WHAT IS EXPECTED:
In the theater column below, at what venue was the after-party held following Carol Channing's appearance in the Singular Sensations series?

And so much else too. The over-the-top revival of Cat on a Hot Tin Roof has characters running around a shuttered bedroom, yelling "mendacity!" "sodomy!" "poontang!" and "spastic colons!" (if not "love! valour! compassion!"). Still, I enjoyed Ashley Judd's frustrated shrew and loved Margo Martindale's Big Mama, who's like a drag queen out of Greater Tuna, but with suitable pathos. Not so great, as you've heard, was Mayor Bloomberg, who misquoted Williams's A Streetcar Named Desire to the opening night crowd of theater fanatics. Maybe he is straight.

Another three-hour throwback, The Caretaker, has a self-conscious opaqueness that seems fucking daunting to the three straining actors, until Patrick Stewart's feisty old codger rallies and gives us (Pinteresque) pause. But if you prefer the Felicity guy to the Star Trek man, The Violet Hour is the fascinating misfire for you. The play's about a printer that cranks out journalism from the future, and in a weirdly parallel twist, the Newsday review of the play was readable online a day early! But I couldn't have predicted that at the opening-night party at Supper Club, scene stealer Mario Cantone would be admiring Patricia Clarkson's figure and she'd be complimenting his nice ass. "I run," Catone explained, "so I can drink!"

That tall drink of running water, Carol Channing, inaugurated the Village Theatre's Singular Sensationsseries, which consists of a diva Q&A with occasional musical outbursts. (By the way, if you're under 75, please skip ahead to the next graph.) An iron-willed trouper who won't stop bejeweling us with wide-eyed showstoppers, Carol was a delight and even danced with her feisty new husband for an encore. At the after-party at Lips, I told Carol that since she wrote in her memoirs that she's part African American, wasn't it she—and not Pearl Bailey—who was the first black Dolly? Carol grinned and said, "No! I'd like to say I was black, but I'm not." (Hmm, maybe the cutie didn't read her own book.) I awkwardly changed the subject to Skidoo, the insane '68 movie she made about gangsters on LSD and a real ski-don't. What did she remember about it? "Not much!" Carol said emphatically and tottered off, but not until cooing, "It was an honor to be interviewed by The Village Voice!"

But, like, back to current-event TV movies. Whose fascinating idea was it to cast the gay pedophile from Happiness as Elizabeth Smart's father? In movieland, a less controversial brainstorm was having the eternally dignified Walter Cronkite speak at the Master and Commander premiere. But Cronky's remarks about the late Patrick O'Brian (whose novels the flick's based on) were so gleefully honest, they almost had people mutinying. Cronkite said the guy was "dour," deeply critical, and intensely demanding, though he did add that after a few drinkie-poos, O'Brian loosened up and was terrif. Apparently the same goes for everyone in this column.

Saved entries

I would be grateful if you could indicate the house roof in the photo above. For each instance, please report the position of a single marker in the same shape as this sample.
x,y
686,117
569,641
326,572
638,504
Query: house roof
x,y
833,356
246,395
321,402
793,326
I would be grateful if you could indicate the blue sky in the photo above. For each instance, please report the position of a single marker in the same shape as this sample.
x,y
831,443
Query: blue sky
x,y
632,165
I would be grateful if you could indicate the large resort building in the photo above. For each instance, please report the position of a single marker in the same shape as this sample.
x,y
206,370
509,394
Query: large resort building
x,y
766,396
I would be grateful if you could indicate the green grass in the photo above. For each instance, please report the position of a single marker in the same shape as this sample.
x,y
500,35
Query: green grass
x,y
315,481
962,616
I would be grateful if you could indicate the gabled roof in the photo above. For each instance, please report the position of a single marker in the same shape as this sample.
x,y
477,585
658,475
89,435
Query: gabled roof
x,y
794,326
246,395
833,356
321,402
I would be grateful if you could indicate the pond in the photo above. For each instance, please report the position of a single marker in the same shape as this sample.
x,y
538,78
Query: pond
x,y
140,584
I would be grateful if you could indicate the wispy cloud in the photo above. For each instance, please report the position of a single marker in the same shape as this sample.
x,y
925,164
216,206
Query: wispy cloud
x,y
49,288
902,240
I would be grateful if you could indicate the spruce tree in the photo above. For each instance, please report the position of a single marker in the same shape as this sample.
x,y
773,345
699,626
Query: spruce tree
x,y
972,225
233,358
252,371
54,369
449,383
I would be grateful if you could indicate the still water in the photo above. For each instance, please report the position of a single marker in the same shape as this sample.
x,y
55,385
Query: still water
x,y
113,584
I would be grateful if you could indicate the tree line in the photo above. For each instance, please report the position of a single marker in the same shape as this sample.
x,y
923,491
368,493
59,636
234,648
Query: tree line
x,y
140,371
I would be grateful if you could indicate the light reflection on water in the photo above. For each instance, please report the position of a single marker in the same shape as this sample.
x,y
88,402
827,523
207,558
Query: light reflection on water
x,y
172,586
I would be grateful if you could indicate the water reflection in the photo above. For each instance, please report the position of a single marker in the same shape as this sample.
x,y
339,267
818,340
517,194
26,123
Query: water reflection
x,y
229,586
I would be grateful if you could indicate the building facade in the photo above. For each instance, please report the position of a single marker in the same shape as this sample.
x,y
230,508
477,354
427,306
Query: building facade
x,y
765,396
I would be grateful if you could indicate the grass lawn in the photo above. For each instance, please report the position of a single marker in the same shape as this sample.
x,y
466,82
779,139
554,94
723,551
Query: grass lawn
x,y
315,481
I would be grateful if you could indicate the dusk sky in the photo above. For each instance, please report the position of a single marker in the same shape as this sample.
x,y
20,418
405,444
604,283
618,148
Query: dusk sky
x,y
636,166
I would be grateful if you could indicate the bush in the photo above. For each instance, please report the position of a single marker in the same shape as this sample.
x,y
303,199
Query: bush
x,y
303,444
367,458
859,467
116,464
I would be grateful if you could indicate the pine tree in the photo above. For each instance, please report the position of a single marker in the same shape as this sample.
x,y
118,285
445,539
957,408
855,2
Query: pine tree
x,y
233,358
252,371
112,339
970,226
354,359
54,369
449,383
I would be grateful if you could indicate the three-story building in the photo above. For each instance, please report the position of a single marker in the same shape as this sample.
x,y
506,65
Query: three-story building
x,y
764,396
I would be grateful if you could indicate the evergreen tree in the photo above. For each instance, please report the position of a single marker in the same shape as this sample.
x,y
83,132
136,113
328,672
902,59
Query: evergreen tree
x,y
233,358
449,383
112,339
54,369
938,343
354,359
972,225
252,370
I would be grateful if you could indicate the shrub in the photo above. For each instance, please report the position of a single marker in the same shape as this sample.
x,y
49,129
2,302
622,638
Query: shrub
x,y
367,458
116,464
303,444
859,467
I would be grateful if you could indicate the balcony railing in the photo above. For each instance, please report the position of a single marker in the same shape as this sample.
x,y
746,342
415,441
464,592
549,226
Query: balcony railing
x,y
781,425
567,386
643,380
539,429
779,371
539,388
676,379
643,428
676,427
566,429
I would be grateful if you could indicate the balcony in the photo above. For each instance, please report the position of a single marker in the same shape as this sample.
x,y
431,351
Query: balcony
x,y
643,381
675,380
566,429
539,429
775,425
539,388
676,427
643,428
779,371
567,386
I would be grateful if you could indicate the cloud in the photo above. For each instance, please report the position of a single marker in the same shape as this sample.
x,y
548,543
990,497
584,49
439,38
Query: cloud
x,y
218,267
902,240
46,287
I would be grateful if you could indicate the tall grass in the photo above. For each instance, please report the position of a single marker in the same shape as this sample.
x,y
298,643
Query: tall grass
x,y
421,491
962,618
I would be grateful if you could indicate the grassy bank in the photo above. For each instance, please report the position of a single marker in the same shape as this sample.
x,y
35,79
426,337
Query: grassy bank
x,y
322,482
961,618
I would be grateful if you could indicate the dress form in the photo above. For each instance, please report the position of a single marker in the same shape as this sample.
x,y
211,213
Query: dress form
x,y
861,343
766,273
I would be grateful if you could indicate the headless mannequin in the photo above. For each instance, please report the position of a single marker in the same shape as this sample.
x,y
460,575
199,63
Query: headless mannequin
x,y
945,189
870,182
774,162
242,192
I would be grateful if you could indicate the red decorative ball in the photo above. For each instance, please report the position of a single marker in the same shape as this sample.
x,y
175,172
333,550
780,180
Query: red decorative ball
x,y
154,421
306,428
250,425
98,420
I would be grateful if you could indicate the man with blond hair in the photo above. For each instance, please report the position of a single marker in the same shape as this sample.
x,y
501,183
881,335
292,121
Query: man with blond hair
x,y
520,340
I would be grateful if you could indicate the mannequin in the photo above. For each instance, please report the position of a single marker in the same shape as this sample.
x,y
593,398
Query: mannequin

ANSWER:
Lips